▶ **Required task**:
Please print exactly the lines running from the one that contains "[tag] one dot per instance, sample [72,74]." to the end of the data, with both lines included.

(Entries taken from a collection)
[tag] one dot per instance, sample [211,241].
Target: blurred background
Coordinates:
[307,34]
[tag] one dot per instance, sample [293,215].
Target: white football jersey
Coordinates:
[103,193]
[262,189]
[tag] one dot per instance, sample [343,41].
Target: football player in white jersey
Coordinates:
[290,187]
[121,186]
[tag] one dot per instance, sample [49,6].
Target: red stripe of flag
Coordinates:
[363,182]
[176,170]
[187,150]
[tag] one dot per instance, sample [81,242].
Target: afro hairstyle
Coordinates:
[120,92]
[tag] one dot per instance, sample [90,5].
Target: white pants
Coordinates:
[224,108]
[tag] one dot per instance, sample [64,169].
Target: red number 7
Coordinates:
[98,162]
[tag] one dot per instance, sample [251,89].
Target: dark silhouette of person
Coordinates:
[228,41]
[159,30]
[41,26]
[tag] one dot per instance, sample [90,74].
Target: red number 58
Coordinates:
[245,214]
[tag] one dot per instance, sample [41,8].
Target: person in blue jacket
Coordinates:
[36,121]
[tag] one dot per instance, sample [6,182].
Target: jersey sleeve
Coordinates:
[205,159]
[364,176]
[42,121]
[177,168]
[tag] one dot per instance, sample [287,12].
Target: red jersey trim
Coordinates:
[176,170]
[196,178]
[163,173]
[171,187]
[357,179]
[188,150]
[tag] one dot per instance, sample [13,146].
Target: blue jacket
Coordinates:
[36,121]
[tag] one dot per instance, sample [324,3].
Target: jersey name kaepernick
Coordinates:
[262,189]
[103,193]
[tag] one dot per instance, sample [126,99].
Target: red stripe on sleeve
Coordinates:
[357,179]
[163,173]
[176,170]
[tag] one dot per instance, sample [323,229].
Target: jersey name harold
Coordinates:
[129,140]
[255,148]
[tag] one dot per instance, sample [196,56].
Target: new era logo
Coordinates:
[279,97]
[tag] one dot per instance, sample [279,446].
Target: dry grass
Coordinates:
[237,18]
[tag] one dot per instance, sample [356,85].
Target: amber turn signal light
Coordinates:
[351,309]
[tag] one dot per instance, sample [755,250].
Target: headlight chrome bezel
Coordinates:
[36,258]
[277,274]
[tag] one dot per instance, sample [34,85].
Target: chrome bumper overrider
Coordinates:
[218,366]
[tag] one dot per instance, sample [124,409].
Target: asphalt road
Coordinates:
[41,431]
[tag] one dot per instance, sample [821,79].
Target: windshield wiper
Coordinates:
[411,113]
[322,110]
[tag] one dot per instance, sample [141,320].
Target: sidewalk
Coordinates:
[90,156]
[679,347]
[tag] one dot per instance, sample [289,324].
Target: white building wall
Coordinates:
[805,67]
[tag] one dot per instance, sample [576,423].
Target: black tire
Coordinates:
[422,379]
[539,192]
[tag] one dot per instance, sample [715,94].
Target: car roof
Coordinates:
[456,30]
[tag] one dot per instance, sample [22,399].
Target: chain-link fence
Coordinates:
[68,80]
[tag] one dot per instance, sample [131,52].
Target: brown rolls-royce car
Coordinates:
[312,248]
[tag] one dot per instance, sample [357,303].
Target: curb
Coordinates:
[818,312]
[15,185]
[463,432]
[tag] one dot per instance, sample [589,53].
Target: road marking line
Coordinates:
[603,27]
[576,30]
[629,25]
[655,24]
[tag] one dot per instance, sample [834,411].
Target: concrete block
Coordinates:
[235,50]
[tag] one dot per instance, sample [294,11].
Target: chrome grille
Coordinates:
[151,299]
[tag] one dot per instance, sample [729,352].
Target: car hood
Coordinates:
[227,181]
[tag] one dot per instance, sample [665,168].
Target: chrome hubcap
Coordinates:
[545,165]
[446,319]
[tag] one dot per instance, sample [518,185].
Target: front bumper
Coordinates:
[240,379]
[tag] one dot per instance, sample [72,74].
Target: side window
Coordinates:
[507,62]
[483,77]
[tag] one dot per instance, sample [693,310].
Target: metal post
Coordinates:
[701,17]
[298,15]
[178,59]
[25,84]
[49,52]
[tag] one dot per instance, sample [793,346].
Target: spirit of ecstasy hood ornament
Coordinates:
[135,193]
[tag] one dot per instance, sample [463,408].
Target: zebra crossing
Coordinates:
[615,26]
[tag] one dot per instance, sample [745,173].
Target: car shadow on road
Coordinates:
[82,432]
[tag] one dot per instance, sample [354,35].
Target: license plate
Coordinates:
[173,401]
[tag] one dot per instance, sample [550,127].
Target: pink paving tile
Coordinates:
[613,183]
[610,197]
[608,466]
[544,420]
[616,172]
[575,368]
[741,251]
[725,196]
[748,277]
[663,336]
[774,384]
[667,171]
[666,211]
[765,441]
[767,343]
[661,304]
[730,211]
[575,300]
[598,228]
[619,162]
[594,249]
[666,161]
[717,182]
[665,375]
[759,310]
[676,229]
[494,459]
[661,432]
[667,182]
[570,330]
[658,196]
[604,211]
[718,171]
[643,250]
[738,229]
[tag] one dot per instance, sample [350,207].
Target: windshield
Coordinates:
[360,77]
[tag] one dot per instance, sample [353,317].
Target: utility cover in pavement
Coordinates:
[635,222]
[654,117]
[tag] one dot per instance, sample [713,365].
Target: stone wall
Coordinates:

▶ **Output of the exercise**:
[tag] one dot per instance, sample [72,74].
Target: side window
Coordinates:
[507,62]
[483,77]
[tag] one dot per instance, sample [693,310].
Target: metal post
Coordinates:
[701,17]
[298,15]
[178,59]
[25,84]
[49,52]
[tag] one dot per instance, sample [793,346].
Target: spirit of ecstasy hood ornament
Coordinates:
[135,193]
[tag] one dot per instance, sample [463,408].
Target: zebra crossing
Coordinates:
[615,26]
[tag] one dot per instance, sample [745,173].
Target: car shadow on road
Coordinates:
[82,432]
[tag] one dot per instance, sample [354,35].
Target: license plate
Coordinates:
[173,401]
[tag] one dot per instance, sample [550,127].
Target: pink paving tile
Coordinates:
[613,183]
[610,197]
[608,466]
[544,420]
[616,172]
[575,368]
[741,251]
[725,196]
[748,277]
[663,336]
[774,384]
[667,171]
[666,211]
[765,441]
[767,343]
[661,304]
[730,211]
[575,300]
[598,228]
[619,162]
[594,249]
[666,161]
[717,182]
[665,375]
[759,310]
[676,229]
[494,459]
[661,432]
[667,182]
[570,330]
[658,196]
[604,211]
[718,171]
[643,250]
[738,229]
[tag] one dot per instance, sample [350,207].
Target: windshield
Coordinates:
[360,77]
[tag] one dot per instance, sample [353,317].
Target: utility cover in pavement
Coordinates:
[635,222]
[654,117]
[tag] one dot per instance, sample [713,365].
Target: stone wall
Coordinates:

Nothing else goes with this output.